▶ _Lo que harás_
[1] Resume, por favor, el texto sobre el desaparecido Matadero Municipal en dos oraciones.
[2] Prolonga el texto sobre el desaparecido Matadero Municipal a partir de su última oración.

▶ _Extracto proporcionado_

►

Puente de Ureña

Historias de la Isla

Hace 150 años se concluyó la obra del Matadero Municipal, y no queda ni rastro a pesar de que su arquitecto fue el msimo que inició las obras del edificio del Ayuntamiento, de la plaza del Rey 

Ayer, no sé por qué, mientras estaba releyendo el borrador de El arte de no escribir, y, tampoco me pregunten, el capítulo titulado, Cosas que hacen pensar, recordé una placa colocada sobre la puerta principal del desaparecido Matadero Municipal, que decía lacónicamente: "se concluio la fabrica, año de 1.871", es decir hace ciento cincuenta años. Y no queda ni rastro. A pesar de que su arquitecto fue el mismo que inició las obras del edificio del Ayuntamiento, de la plaza del Rey. Ah, ínsula iconoclasta. Allí también hubo muchos puestos de trabajo. Pero en la barataria de siempre, el caso es entrar en pérdidas, y dar con el muro.

◄

▶ _Material proporcionado_

►

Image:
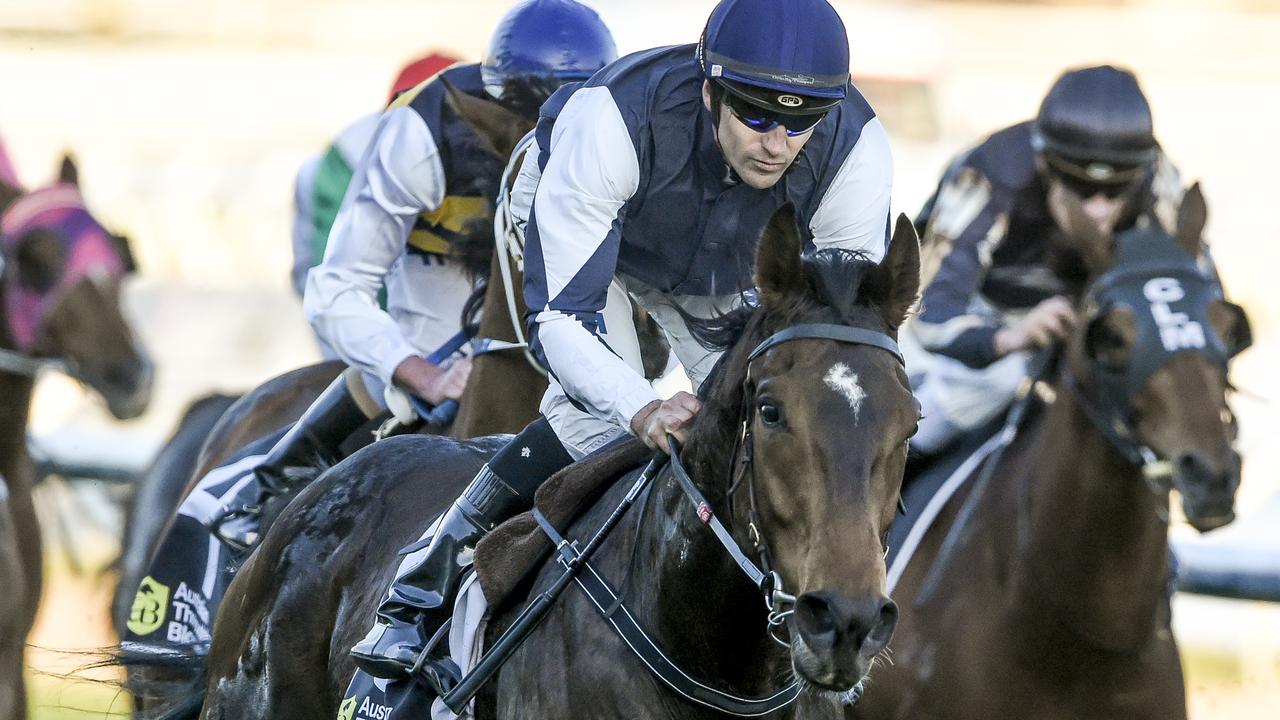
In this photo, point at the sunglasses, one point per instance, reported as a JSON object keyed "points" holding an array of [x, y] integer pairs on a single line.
{"points": [[1078, 182], [764, 121]]}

◄

▶ _Lista de respuestas_
[1] Al releer el borrador de El arte de no escribir, quien escribe recordó la placa sobre la puerta principal del desaparecido Matadero Municipal, que fechaba el final de la obra en 1871, hace ciento cincuenta años. Del edificio, cuyo arquitecto fue el mismo que inició las obras del Ayuntamiento de la plaza del Rey y donde hubo muchos puestos de trabajo, no queda ni rastro.

[2]
Con once años, estando en el Estrada Arnáiz, empecé a ir al matadero. La corraleta de encierro para el ganado era tan grande que la carretera de Pery Junquera, cuando se inició, la cortó por la mitad. Y se hizo una corraleta más pequeña y desigual, en la que perdiese la vida, Diego el Mancha. No sé cómo me entró esa afición, pero de pequeño me llevaban a las corridas y a Casa Barón, a ver los coches de cuadrillas donde Rafael Ortega, que venía del campo con zahones, entraba para hablar de gallos con mi padrino. En la calle se había jugado al toro desde siempre, y mi tía me había cosido un capotillo rojo. Son los antecedentes que recuerdo. Michelo Matute, Antonio Galván, Santos Chacartegui y algunos más, íbamos por la tarde noche a las tapias a ver el ganado. El Matadero se protegía con tapias altas y con chumberas por su parte exterior para evitar la entrada. Las vacas, la mayoría retintas y viejas, pastaban en la hierba.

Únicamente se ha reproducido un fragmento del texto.